__What this task involves__: Take the line that contains "Box every visible lit" as the first line and the final line of the records as the last; return exactly those lines and the lines between.

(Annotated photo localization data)
%%

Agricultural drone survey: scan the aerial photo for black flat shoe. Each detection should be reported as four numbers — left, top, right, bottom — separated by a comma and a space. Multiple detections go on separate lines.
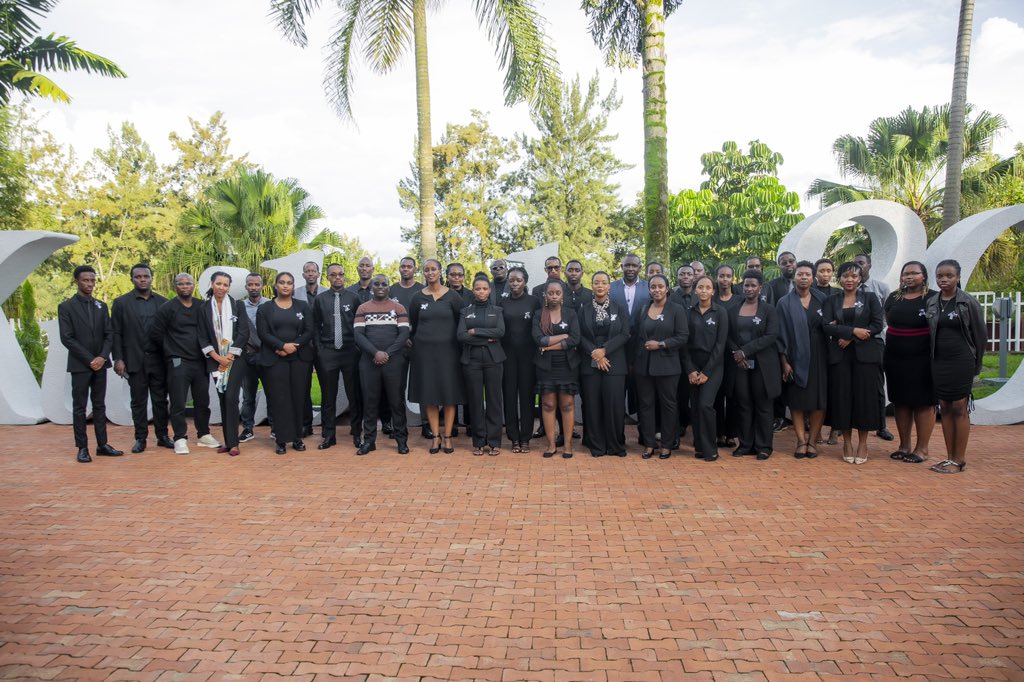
733, 448, 753, 457
903, 453, 927, 464
156, 435, 176, 449
356, 442, 375, 455
658, 451, 671, 459
694, 452, 705, 459
95, 444, 123, 457
756, 451, 772, 460
641, 450, 654, 459
704, 453, 719, 461
318, 437, 337, 450
397, 442, 409, 455
130, 439, 146, 453
292, 440, 306, 452
542, 450, 556, 458
275, 443, 286, 455
76, 448, 91, 463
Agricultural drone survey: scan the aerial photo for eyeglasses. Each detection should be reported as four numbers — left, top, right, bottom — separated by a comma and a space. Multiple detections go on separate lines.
370, 281, 389, 288
545, 265, 561, 271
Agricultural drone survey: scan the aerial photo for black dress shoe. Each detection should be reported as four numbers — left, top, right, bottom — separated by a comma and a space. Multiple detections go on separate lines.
756, 451, 772, 460
275, 442, 286, 455
876, 428, 895, 441
76, 448, 92, 463
352, 433, 362, 447
382, 421, 394, 436
421, 426, 434, 439
156, 435, 175, 449
704, 453, 719, 461
292, 440, 306, 452
396, 441, 409, 455
732, 447, 753, 457
532, 427, 545, 439
302, 426, 314, 438
131, 439, 146, 453
317, 437, 337, 450
694, 452, 705, 459
357, 442, 376, 455
95, 444, 123, 457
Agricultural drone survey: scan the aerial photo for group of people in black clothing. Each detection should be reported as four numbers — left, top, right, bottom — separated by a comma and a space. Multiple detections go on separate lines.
58, 248, 985, 474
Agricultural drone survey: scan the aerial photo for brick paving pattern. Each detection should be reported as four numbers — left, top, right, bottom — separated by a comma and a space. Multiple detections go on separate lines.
1, 422, 1022, 681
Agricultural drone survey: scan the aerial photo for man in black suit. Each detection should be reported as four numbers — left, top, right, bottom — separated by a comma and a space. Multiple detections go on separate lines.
311, 263, 363, 449
57, 265, 123, 463
111, 263, 172, 453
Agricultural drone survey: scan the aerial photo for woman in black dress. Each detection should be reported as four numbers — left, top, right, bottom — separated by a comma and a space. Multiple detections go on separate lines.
199, 272, 249, 457
256, 272, 314, 455
457, 274, 506, 456
532, 281, 581, 458
727, 270, 781, 460
634, 274, 687, 459
682, 276, 729, 461
500, 267, 537, 452
713, 264, 741, 448
579, 271, 630, 457
883, 261, 937, 464
823, 262, 884, 464
926, 259, 987, 474
777, 261, 828, 458
409, 259, 465, 454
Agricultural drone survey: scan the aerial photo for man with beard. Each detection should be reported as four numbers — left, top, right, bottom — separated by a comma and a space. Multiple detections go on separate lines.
564, 259, 592, 312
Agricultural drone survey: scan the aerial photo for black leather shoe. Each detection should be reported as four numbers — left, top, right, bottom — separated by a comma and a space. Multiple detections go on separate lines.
156, 435, 175, 449
95, 444, 123, 457
382, 421, 393, 436
275, 442, 286, 455
352, 433, 362, 447
76, 448, 92, 463
292, 440, 306, 452
302, 426, 314, 438
396, 441, 409, 455
130, 439, 146, 453
756, 451, 772, 460
694, 452, 705, 459
704, 453, 719, 461
318, 437, 337, 450
357, 442, 376, 455
876, 428, 895, 441
732, 447, 753, 457
421, 426, 434, 440
532, 427, 545, 439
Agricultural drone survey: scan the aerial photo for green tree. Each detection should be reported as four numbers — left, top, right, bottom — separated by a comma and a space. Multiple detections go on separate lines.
581, 0, 683, 268
166, 111, 252, 203
166, 167, 335, 284
397, 110, 522, 271
15, 280, 45, 381
942, 0, 974, 230
270, 0, 560, 261
0, 0, 125, 105
0, 106, 28, 230
669, 140, 803, 268
517, 74, 633, 273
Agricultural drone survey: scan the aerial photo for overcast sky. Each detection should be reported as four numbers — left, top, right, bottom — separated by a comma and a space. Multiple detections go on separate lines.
32, 0, 1024, 261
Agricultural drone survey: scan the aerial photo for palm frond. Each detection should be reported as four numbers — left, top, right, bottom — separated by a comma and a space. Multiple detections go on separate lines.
267, 0, 324, 47
475, 0, 560, 110
360, 0, 413, 74
323, 0, 365, 121
5, 66, 68, 103
0, 0, 59, 47
13, 35, 126, 77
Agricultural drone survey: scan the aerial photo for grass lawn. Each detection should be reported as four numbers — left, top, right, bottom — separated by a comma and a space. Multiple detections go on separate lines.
975, 352, 1021, 399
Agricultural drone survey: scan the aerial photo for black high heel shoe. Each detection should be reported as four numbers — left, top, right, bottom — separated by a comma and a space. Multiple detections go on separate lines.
429, 436, 441, 454
442, 436, 454, 454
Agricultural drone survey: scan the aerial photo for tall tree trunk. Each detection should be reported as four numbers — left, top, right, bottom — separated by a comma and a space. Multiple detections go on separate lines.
642, 0, 669, 267
942, 0, 974, 232
413, 0, 436, 260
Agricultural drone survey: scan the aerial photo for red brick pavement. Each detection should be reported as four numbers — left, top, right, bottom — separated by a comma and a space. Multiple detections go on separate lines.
1, 422, 1022, 681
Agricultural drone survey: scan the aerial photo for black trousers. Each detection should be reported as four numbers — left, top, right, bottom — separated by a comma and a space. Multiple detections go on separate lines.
502, 347, 535, 442
265, 359, 311, 444
239, 353, 271, 430
303, 359, 315, 435
675, 368, 691, 438
581, 372, 626, 456
126, 351, 169, 440
733, 367, 774, 453
715, 362, 739, 438
463, 361, 503, 448
317, 348, 362, 441
71, 370, 108, 448
690, 366, 723, 457
636, 373, 680, 448
167, 358, 210, 441
359, 356, 408, 446
214, 358, 246, 448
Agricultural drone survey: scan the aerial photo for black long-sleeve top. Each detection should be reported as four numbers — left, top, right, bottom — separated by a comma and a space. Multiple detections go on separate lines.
150, 297, 203, 361
256, 299, 315, 365
111, 290, 167, 369
310, 287, 362, 349
499, 293, 539, 352
353, 299, 410, 356
57, 294, 113, 372
457, 300, 506, 365
681, 302, 729, 375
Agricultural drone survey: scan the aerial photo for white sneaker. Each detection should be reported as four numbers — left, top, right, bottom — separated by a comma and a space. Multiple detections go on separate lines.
174, 439, 190, 455
196, 434, 221, 448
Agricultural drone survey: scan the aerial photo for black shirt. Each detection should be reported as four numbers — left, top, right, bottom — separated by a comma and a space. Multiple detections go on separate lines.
152, 298, 203, 360
670, 288, 694, 310
499, 293, 539, 351
389, 281, 424, 311
311, 287, 362, 348
565, 284, 593, 312
347, 282, 372, 304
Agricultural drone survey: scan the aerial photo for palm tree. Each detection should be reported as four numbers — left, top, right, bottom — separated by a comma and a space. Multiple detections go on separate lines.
0, 0, 125, 105
807, 104, 1005, 237
581, 0, 683, 267
269, 0, 559, 261
941, 0, 974, 230
166, 167, 335, 282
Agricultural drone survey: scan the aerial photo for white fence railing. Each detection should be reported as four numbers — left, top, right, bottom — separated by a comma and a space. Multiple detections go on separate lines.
971, 291, 1023, 353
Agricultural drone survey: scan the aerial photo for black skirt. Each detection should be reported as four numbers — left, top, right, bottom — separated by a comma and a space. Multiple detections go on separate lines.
536, 350, 578, 395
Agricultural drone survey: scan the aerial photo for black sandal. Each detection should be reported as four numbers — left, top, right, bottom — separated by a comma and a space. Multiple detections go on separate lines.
903, 453, 927, 464
805, 445, 818, 459
890, 450, 909, 460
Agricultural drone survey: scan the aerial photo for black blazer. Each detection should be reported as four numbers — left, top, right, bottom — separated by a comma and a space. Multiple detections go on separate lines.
633, 301, 688, 376
822, 290, 884, 365
457, 302, 506, 365
727, 299, 782, 400
578, 299, 630, 376
531, 305, 581, 372
111, 291, 167, 371
310, 287, 362, 366
255, 299, 315, 366
925, 288, 987, 375
57, 295, 112, 373
197, 297, 250, 373
681, 303, 729, 376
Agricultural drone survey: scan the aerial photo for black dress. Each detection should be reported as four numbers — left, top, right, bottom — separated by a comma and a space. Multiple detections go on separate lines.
787, 299, 828, 411
932, 299, 975, 401
828, 307, 881, 431
408, 289, 465, 405
884, 293, 934, 407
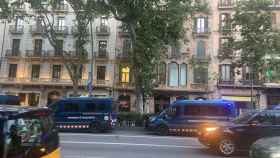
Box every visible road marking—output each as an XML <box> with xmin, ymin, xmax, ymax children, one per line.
<box><xmin>60</xmin><ymin>133</ymin><xmax>195</xmax><ymax>141</ymax></box>
<box><xmin>61</xmin><ymin>141</ymin><xmax>202</xmax><ymax>149</ymax></box>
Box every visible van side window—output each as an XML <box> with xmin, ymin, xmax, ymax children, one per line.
<box><xmin>184</xmin><ymin>105</ymin><xmax>230</xmax><ymax>116</ymax></box>
<box><xmin>63</xmin><ymin>102</ymin><xmax>80</xmax><ymax>112</ymax></box>
<box><xmin>97</xmin><ymin>103</ymin><xmax>106</xmax><ymax>112</ymax></box>
<box><xmin>85</xmin><ymin>103</ymin><xmax>97</xmax><ymax>112</ymax></box>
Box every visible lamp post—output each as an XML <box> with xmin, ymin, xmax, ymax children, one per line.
<box><xmin>88</xmin><ymin>19</ymin><xmax>94</xmax><ymax>97</ymax></box>
<box><xmin>0</xmin><ymin>20</ymin><xmax>7</xmax><ymax>70</ymax></box>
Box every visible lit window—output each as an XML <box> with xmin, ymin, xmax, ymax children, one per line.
<box><xmin>121</xmin><ymin>66</ymin><xmax>130</xmax><ymax>83</ymax></box>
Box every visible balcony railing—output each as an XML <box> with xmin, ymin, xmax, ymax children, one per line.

%%

__Problem solution__:
Box every visible lit window—output each as an XML <box> with xmin, ymin, xmax, ymax children, one per line.
<box><xmin>121</xmin><ymin>66</ymin><xmax>130</xmax><ymax>83</ymax></box>
Box every visible balcony railing—output each as an XML <box> with xmin, ymin, xmax, ymax children, one per line.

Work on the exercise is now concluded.